• _INSTRUKSI TERTULIS 1_:
Tentukan apakah setiap pernyataan berikut sesuai dengan artikel tentang siswa Penghayat Kepercayaan di Kabupaten Magelang di bawah. Jawab ya atau tidak, lalu kutip kata-kata penentunya dari artikel tersebut.
(a) Pada tahun ajaran 2020/2021 terdapat 105 peserta didik Penghayat Kepercayaan di Kabupaten Magelang.
(b) Anak pertama Agung Begawan Prabu yang bersekolah di SMP mengikuti pelajaran agama Kristen.
(c) Peserta didik Penghayat Kepercayaan paling banyak berasal dari Kecamatan Sawangan.
• _INSTRUKSI TERTULIS 2_: Menurut artikel tentang siswa Penghayat Kepercayaan di Kabupaten Magelang di bawah, pada tanggal berapa Agung Begawan Prabu ditemui di kediamannya?
• _INSTRUKSI TERTULIS 3_: Teruskan artikel tentang siswa Penghayat Kepercayaan di Kabupaten Magelang di bawah, dimulai setelah kalimat terakhirnya.

Semarang, elsaonline.com – Sedikitnya 28 siswa Penghayat Kepercayaan Terhadap Tuhan Yang Maha Esa di Kabupaten Magelang, Jawa Tengah, terpaksa ikuti pelajaran agama. Siswa di semua jenjang itu ada yang mengikuti mata pelajaran agama Islam, Kristen, dan Budha.
Meski bukan keyakinannya, siswa Penganut Kepercayaan terpaksa mengikuti pelajaran agama karena tidak ada pilihan Pelajaran Kepercayaan.
Salah satu wali murid Penghayat Kepercayaan, Kabupaten Magelang, Agung Begawan Prabu mengatakan, anaknya tidak mendapat akses layanan Pendidikan Kepercayaan sehingga terpaksa mengikuti pelajaran agama Islam dan Kristen.
“Anak saya yang pertama SMP, dia mengikuti pelajaran agama Islam. Kemudian yang SMA mengikuti pelajaran agama Kristen. Karena saat mendaftar ke sekolah, hanya ada pilihan enam agama dalam lembaran formulir pendaftaran,” kata sesepuh Kepercayaan Pahoman Sejati itu saat ditemui di kediamannya 25 Desember 2021.
Diskriminasi
Warga Dusun Wonogiri Kidul, Desa Kapuhan, Kecamatan Sawangan itu merasa tidak adanya fasilitas Pendidikan Kepercayaan sebuah perlakuan diskriminasi dari pemerintah. Mengikuti pelajaran agama, lanjut Prabu, karena terpaksa supaya anak-anaknya tetap bisa mengenyam pendidikan. Jika tidak mengikuti pendidikan agama secara formalitas, maka anaknya tidak mendapatkan nilai di raport.
Dalam pemberitaan kompas.com, Dewan Musyawarah Daerah Majelis Luhur Kepercayaan Indonesia (MLKI) Kabupaten Magelang mencatat pada tahun ajaran 2017/2018 ada 73 peserta didik Penghayat Kepercayaan yang tersebar Kabupaten Magelang.
Di antaranya berasal dari Kecamatan Dukun, Pakis, Sawangan, Kaliangkrik, dan paling banyak di Kecamatan Borobudur. Pada tahun ajaran 2020/2021 bertambah menjadi 105 peserta didik, dari jenjang SD hingga SMP.

• _DATA YANG DIBERIKAN_:

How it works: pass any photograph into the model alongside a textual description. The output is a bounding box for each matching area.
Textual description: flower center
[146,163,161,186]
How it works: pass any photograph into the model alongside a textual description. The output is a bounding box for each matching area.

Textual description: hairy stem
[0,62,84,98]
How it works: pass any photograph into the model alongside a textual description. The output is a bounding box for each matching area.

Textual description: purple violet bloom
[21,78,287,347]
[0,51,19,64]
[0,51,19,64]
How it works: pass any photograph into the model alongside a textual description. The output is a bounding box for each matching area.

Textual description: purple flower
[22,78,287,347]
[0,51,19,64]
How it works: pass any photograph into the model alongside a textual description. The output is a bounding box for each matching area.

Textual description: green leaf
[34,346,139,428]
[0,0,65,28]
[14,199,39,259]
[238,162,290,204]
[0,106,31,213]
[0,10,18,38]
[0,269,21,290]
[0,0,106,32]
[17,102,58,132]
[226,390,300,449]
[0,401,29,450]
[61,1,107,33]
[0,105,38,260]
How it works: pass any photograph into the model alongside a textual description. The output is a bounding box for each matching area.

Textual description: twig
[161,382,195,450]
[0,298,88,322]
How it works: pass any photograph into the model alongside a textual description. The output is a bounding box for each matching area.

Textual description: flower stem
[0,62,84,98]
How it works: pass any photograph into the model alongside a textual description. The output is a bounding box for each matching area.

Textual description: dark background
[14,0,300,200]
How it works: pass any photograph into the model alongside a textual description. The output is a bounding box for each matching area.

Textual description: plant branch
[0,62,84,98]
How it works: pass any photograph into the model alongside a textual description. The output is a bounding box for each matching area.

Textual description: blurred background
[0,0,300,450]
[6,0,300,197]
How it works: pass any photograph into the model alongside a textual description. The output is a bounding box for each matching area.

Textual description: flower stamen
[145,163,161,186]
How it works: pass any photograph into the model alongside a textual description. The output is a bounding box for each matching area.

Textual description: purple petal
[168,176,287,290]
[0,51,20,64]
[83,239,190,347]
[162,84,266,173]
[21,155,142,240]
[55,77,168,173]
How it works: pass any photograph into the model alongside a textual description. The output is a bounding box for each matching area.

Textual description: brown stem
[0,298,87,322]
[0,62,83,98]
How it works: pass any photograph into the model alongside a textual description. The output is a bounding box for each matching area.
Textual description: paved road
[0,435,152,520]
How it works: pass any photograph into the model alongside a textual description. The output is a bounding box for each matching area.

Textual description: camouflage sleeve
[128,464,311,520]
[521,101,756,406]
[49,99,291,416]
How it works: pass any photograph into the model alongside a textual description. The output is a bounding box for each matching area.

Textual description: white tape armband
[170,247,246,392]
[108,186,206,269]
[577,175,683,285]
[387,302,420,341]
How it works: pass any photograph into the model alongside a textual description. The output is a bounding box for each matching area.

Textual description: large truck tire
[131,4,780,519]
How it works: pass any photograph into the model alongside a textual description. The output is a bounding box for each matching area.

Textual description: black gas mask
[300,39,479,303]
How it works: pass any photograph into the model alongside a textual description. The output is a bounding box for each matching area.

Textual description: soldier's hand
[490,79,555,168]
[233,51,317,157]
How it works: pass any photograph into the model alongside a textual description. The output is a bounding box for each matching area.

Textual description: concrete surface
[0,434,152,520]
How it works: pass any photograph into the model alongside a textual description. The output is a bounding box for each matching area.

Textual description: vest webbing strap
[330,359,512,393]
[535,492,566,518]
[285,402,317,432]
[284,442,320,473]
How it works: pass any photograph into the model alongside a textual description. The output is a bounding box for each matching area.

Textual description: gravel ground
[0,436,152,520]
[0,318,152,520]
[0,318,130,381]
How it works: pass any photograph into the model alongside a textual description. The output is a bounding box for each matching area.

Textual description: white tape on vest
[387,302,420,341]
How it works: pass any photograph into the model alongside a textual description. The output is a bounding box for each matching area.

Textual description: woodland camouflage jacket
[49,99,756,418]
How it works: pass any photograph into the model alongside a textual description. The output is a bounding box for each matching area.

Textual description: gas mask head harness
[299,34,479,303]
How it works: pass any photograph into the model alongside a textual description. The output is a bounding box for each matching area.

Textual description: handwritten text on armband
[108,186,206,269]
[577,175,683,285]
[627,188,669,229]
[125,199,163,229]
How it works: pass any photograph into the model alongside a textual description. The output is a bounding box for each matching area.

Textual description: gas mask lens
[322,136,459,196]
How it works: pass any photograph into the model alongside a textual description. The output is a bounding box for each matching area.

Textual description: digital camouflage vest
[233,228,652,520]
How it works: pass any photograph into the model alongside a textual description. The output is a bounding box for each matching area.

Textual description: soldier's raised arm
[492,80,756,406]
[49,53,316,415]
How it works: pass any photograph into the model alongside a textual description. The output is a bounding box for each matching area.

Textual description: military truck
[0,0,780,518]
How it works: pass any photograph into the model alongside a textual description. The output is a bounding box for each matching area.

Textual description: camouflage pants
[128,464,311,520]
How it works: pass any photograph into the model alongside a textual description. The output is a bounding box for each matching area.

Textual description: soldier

• _JAWABAN YANG DIHARAPKAN 1_:
(a) Ya: "Pada tahun ajaran 2020/2021 bertambah menjadi 105 peserta didik, dari jenjang SD hingga SMP."
(b) Tidak: "Anak saya yang pertama SMP, dia mengikuti pelajaran agama Islam."
(c) Tidak: "dan paling banyak di Kecamatan Borobudur."

• _JAWABAN YANG DIHARAPKAN 2_: 25 Desember 2021.

• _JAWABAN YANG DIHARAPKAN 3_:
Di Kabupaten Magelang kurang lebih ada 13 kelompok Kepercayaan. Dalam satu kelompok pengikutnya beragam dari puluhan hingga seratusan orang. Warga penganut Keprcayaan Magelang berharap anak-anak mereka mendapatkan akses pendidikan Kepercayaan, seperti halnya dengan anak-anak penganut agama lain dari enam agama.
Butuh Pendidikan
Penganut Kepercayaan di Kabupaten Magelang, sambung Prabu, pada mulanya tidak menghiraukan fasilitas pendidikan dari negara. Namun, karena perkembangan saat ini membutuhkan pendidikan formal maka penganut Kepercayaan sadar harus bersekolah.
Terlebih, kata dia, pemerintah sudah menerbitkan Permendikbud No. 27 Tahun 2016 tentang Layanan Pendidikan bagi Penganut Kepercayaan. Prabu menilai Permendikbud belum diimplementasikan dengan baik di Kabupaten Magelang.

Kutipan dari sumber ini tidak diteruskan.